Tasks to carry out:
1. In the hotel service story, copy everything from "Here’s the kicker: When" down to "and our tempers.", replacing "shuttle" with "van".
2. According to the hotel service story, how long did the group stand in the heat before the second call to the hotel?
3. Decide whether each statement agrees with the hotel service story. Answer yes or no for each, and quote the words from the story that settle it.
(a) The family stayed at the O'Hare Hilton Garden Inn in Des Plaines.
(b) The driver handed each person a cold towel.
(c) During the second call, the writer was on hold for about ten minutes.

I took my wife, daughter and her friend to spend this past weekend in a scorching Windy City. We stayed at the O’Hare Hilton Garden Inn in Des Plaines on the recommendation of fellow group member, Chris Hagenow. It was a good choice. The hotel was comfortable, immaculate and I was impressed with with service we received all weekend. The entire staff from housekeepers to front desk to shuttle drivers were warm and friendly. We were constantly greeted with a smile and a salutation. Every question was promptly answered and the service was flawlessly efficient.
On Sunday we took the hotel shuttle to the Rosemont station to catch the train into Chicago. The sun was unbearable and in the heat of the afternoon we returned to the hotel. I called the hotel when we were almost to the train station and was assured that the shuttle would be dispatched to pick us up. Then we waited…and waited…and waited. As a business traveller, I’m used to being patient but we were standing in 100+ degree heat for 30 minutes and the hotel was less than a five minute drive away. Plus, it’s one thing when I’m by myself, but I had three very uncomfortable women on my hands.
I placed another call to the hotel and calmly stated that I had called earlier and was checking on the status of the shuttle. I was placed on hold for about a minute and the woman returned to the line. She handled it just as I coach people to do it. She quickly and sincerely apologized and stated that the driver was leaving immediately and would be at the station in less than five minutes. Sure enough, the shuttle arrived promptly.
Here’s the kicker: When the doors to the shuttle opened, the driver greeted us with a smile and another prompt apology. "I know you’ve been standing out here in the heat, so I brought you some ice cold water." With that, he handed each of us a bottle of water (how he knew there were four of us, I’m not sure – maybe it was a good guess). He then added, "I’ll get you right back to the hotel!"
This was a classic example of service recovery when you drop the ball: apologize ("I care") and resovle the issue ("the shuttle is leaving immediately"). The staff at the Hilton Garden Inn did it one better by anticipating that we were hot (physically and emotionally) and thirsty and brought something to cool off both our bodies and our tempers.

Dataset:
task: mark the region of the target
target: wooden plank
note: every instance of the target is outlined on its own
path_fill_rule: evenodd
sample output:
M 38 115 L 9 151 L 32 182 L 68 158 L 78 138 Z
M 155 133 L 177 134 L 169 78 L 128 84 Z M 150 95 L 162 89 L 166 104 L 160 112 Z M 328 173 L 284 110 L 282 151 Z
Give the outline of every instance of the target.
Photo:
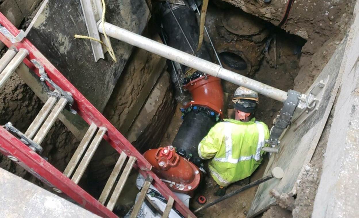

Solution set:
1.
Here’s the kicker: When the doors to the van opened, the driver greeted us with a smile and another prompt apology. "I know you’ve been standing out here in the heat, so I brought you some ice cold water." With that, he handed each of us a bottle of water (how he knew there were four of us, I’m not sure – maybe it was a good guess). He then added, "I’ll get you right back to the hotel!"
This was a classic example of service recovery when you drop the ball: apologize ("I care") and resovle the issue ("the van is leaving immediately"). The staff at the Hilton Garden Inn did it one better by anticipating that we were hot (physically and emotionally) and thirsty and brought something to cool off both our bodies and our tempers.

2. 30 minutes.

3.
(a) Yes: "We stayed at the O’Hare Hilton Garden Inn in Des Plaines"
(b) No: "he handed each of us a bottle of water"
(c) No: "I was placed on hold for about a minute"